• **TEXT BLOCK**:
- - - -
2006 Indian Super Cup
- Event: 2006 Indian Super Cup
| Mahindra United | East Bengal |
| 1 | 2 |
- Date: 27 May 2006
- Venue: Cooperage Ground, Mumbai
- Referee: S Suresh (Tamil Nadu)
- Attendance: 5,000 (est.)

= 2006 Indian Super Cup =

The 2006 Indian Super Cup was the 6th Indian Super Cup, an annual football match contested by the winners of the previous season's National Football League and Federation Cup competitions. However, since Mahindra United won both the 2005–06 National Football League and the 2005 Indian Federation Cup, the match was between Mahindra United and East Bengal (runner's up of the 2005–06 National Football League), with East Bengal winning 2-1 to clinch their second Super Cup title. The match was played at Cooperage Ground, Mumbai, on 27 May 2006.
- - - -
• **THINGS TO DO**:
A. Decide whether each statement below agrees with the Super Cup text. For each, answer yes or no and quote the words of the text that settle it.
(i) East Bengal won the match 2-1.
(ii) The match was played in Kolkata.
(iii) Mahindra United won the 2005 Indian Federation Cup.
B. In the Super Cup text, quote everything from "- Attendance: 5,000" down to "27 May 2006.".
- - - -
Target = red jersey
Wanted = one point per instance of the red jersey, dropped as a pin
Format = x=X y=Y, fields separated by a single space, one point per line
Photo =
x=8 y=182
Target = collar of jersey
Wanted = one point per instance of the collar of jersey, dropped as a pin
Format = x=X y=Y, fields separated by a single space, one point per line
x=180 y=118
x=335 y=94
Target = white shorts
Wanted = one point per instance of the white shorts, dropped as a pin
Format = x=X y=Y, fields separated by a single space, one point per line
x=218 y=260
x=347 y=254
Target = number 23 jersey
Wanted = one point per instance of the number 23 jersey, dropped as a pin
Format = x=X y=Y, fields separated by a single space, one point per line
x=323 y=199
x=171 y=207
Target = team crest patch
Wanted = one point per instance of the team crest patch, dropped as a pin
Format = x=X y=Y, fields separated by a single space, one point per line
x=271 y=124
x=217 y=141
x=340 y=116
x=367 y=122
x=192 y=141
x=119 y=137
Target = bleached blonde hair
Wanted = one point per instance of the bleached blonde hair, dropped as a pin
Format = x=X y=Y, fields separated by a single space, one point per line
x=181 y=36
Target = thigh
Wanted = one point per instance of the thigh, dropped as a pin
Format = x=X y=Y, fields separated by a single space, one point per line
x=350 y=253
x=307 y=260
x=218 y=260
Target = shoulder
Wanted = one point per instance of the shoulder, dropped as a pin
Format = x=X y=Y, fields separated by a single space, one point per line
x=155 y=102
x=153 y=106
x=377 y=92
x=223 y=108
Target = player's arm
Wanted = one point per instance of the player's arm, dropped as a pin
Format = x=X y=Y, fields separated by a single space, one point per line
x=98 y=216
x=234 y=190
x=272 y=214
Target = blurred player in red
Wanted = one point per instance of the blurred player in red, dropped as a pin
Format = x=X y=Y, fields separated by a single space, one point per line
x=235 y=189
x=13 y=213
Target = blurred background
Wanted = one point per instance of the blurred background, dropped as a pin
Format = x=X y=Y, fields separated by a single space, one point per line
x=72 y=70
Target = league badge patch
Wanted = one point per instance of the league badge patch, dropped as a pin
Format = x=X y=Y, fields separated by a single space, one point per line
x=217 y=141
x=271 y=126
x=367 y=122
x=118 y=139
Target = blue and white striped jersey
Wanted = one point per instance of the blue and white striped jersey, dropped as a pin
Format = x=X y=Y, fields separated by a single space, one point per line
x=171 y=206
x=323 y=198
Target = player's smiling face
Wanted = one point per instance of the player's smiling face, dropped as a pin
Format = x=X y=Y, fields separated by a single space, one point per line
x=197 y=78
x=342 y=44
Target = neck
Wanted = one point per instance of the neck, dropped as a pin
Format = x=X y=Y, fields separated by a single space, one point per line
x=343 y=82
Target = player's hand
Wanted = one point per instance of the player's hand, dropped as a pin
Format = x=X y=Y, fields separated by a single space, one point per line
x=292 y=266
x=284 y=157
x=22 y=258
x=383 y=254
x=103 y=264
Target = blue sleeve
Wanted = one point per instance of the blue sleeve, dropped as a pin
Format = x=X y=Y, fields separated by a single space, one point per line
- - - -
• **PER-TASK OUTPUTS**:
A.
(i) Yes: "with East Bengal winning 2-1 to clinch their second Super Cup title"
(ii) No: "The match was played at Cooperage Ground, Mumbai, on 27 May 2006."
(iii) Yes: "since Mahindra United won both the 2005–06 National Football League and the 2005 Indian Federation Cup"

B.
- Attendance: 5,000 (est.)

= 2006 Indian Super Cup =

The 2006 Indian Super Cup was the 6th Indian Super Cup, an annual football match contested by the winners of the previous season's National Football League and Federation Cup competitions. However, since Mahindra United won both the 2005–06 National Football League and the 2005 Indian Federation Cup, the match was between Mahindra United and East Bengal (runner's up of the 2005–06 National Football League), with East Bengal winning 2-1 to clinch their second Super Cup title. The match was played at Cooperage Ground, Mumbai, on 27 May 2006.